(Excerpts from a detection dataset)
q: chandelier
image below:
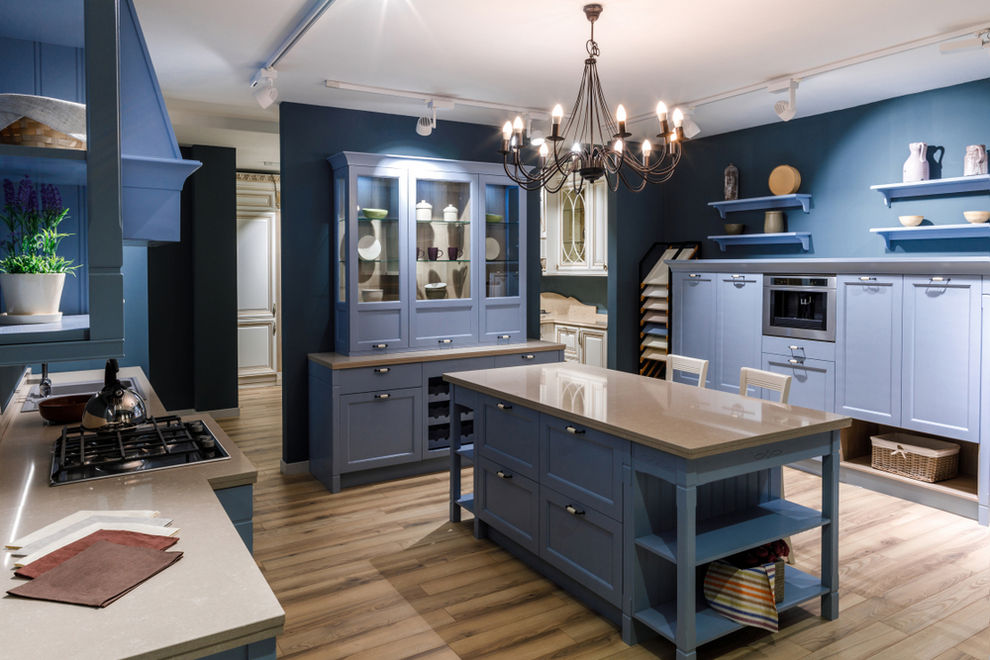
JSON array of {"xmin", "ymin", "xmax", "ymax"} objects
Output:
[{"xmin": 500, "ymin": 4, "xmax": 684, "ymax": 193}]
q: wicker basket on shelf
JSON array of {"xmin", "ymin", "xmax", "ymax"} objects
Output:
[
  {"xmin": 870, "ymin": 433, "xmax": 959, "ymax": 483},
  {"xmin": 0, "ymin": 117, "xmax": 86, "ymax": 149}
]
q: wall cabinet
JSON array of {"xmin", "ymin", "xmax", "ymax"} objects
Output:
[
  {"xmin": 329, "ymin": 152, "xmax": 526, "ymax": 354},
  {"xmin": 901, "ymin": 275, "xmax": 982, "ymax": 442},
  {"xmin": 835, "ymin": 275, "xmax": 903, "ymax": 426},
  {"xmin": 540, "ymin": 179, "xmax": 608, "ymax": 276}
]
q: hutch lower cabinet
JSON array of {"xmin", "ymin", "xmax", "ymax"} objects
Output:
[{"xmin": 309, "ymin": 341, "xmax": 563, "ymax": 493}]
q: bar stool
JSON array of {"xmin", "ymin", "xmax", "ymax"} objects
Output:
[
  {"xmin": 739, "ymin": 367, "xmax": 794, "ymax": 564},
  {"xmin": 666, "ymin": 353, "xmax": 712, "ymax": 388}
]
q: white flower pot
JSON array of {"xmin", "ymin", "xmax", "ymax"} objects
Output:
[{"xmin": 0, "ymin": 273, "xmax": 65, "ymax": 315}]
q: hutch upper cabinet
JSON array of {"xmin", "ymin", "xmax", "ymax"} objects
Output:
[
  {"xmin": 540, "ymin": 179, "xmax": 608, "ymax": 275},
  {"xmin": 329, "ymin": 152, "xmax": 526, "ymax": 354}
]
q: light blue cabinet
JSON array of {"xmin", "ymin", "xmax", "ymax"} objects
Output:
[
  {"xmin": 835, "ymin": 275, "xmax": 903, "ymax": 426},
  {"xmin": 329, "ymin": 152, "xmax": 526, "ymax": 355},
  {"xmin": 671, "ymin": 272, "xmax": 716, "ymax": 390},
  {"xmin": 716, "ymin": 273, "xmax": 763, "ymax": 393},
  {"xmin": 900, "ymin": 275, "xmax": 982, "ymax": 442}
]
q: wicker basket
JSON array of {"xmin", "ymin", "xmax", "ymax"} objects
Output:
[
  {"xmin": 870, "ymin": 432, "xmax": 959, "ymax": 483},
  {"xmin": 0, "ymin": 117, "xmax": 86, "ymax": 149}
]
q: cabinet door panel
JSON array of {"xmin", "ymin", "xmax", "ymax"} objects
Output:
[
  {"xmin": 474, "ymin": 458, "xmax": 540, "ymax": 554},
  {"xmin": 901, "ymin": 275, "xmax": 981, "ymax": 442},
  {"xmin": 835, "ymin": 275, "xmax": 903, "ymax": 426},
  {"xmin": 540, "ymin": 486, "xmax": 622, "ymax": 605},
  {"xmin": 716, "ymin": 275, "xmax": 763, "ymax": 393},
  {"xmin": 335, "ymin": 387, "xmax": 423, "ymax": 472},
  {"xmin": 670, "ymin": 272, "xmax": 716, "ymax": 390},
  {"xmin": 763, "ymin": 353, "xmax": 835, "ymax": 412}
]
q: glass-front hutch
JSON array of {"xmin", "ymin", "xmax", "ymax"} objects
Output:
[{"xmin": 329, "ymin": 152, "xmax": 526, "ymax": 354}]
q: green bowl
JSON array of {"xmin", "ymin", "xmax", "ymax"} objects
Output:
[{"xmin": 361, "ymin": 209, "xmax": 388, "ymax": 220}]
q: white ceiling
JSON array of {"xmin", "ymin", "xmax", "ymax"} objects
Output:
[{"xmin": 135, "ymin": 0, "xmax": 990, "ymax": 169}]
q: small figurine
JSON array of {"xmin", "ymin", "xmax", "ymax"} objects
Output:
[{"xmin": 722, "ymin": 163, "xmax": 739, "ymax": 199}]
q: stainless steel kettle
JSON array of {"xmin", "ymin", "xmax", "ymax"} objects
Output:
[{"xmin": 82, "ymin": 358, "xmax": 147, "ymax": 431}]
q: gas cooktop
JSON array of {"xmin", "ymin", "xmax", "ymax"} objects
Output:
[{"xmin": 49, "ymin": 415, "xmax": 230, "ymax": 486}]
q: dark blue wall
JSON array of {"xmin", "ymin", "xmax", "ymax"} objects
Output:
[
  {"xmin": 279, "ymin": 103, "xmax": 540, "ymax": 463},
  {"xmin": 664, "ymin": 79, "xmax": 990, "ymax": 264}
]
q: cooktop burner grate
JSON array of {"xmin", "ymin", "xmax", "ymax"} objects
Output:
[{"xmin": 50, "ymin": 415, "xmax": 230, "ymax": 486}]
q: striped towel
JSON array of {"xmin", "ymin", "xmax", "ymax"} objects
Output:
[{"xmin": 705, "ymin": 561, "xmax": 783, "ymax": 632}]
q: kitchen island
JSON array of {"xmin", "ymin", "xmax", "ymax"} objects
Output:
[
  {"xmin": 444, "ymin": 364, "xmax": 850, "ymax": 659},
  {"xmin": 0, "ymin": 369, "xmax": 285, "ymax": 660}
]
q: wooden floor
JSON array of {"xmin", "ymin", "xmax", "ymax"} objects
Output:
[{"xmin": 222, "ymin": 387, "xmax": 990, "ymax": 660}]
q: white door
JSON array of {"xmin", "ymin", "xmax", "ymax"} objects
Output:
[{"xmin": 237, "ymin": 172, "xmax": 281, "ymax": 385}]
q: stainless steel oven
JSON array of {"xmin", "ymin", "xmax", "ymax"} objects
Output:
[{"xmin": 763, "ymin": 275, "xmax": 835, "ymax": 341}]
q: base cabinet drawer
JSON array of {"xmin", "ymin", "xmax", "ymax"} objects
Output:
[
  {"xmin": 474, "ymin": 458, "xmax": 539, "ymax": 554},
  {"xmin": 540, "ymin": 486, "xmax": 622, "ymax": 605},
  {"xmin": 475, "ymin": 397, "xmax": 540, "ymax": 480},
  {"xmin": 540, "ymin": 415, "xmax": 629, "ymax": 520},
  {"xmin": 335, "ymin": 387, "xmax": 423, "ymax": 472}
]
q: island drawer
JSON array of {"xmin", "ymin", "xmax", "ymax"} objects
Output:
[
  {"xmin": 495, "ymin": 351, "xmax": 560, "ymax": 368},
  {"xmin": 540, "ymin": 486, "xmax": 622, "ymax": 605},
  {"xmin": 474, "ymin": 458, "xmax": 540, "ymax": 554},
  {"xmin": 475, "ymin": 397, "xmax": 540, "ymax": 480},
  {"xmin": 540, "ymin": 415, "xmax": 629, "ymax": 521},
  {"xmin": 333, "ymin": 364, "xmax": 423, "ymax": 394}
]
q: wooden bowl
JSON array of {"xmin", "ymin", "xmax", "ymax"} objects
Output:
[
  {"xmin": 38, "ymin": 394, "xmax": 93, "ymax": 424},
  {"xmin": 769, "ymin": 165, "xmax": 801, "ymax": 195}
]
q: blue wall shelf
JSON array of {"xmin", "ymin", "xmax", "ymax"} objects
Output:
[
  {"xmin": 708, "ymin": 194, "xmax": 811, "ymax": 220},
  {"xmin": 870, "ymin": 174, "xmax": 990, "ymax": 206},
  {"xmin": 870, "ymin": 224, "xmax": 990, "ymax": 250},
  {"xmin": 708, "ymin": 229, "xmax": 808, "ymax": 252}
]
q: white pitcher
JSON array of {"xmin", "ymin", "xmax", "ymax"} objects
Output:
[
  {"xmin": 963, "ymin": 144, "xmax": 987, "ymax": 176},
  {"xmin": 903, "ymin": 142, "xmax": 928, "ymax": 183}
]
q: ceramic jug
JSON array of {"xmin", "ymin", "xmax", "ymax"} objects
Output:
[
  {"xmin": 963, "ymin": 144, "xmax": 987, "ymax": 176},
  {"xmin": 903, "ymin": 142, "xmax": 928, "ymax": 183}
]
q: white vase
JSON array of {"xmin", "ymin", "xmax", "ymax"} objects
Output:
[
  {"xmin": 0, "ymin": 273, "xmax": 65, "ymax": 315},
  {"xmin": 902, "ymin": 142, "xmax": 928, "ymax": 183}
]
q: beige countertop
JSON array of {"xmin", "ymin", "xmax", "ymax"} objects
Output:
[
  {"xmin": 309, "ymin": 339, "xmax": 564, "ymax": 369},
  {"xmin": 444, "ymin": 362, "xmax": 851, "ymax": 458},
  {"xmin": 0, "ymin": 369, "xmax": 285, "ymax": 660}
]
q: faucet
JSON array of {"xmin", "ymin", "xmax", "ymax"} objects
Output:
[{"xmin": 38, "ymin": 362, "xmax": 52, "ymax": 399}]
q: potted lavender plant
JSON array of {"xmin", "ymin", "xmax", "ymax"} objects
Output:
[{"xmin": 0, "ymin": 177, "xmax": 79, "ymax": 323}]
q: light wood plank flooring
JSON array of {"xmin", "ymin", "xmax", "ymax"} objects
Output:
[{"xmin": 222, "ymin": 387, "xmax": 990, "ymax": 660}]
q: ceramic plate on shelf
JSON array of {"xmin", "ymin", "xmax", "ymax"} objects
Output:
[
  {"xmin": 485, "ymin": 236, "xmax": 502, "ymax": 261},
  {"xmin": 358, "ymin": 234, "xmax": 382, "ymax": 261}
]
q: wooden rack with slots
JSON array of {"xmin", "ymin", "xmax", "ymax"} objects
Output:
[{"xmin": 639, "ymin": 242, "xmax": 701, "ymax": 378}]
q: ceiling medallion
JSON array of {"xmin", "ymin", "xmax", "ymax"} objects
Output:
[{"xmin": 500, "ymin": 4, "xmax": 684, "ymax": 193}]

> [GIVEN REQUEST]: How many of the lines above contain the string "ceramic"? Treat uppercase and lowercase as different, and reply with the number alone.

> [EXERCISE RESPONSE]: 2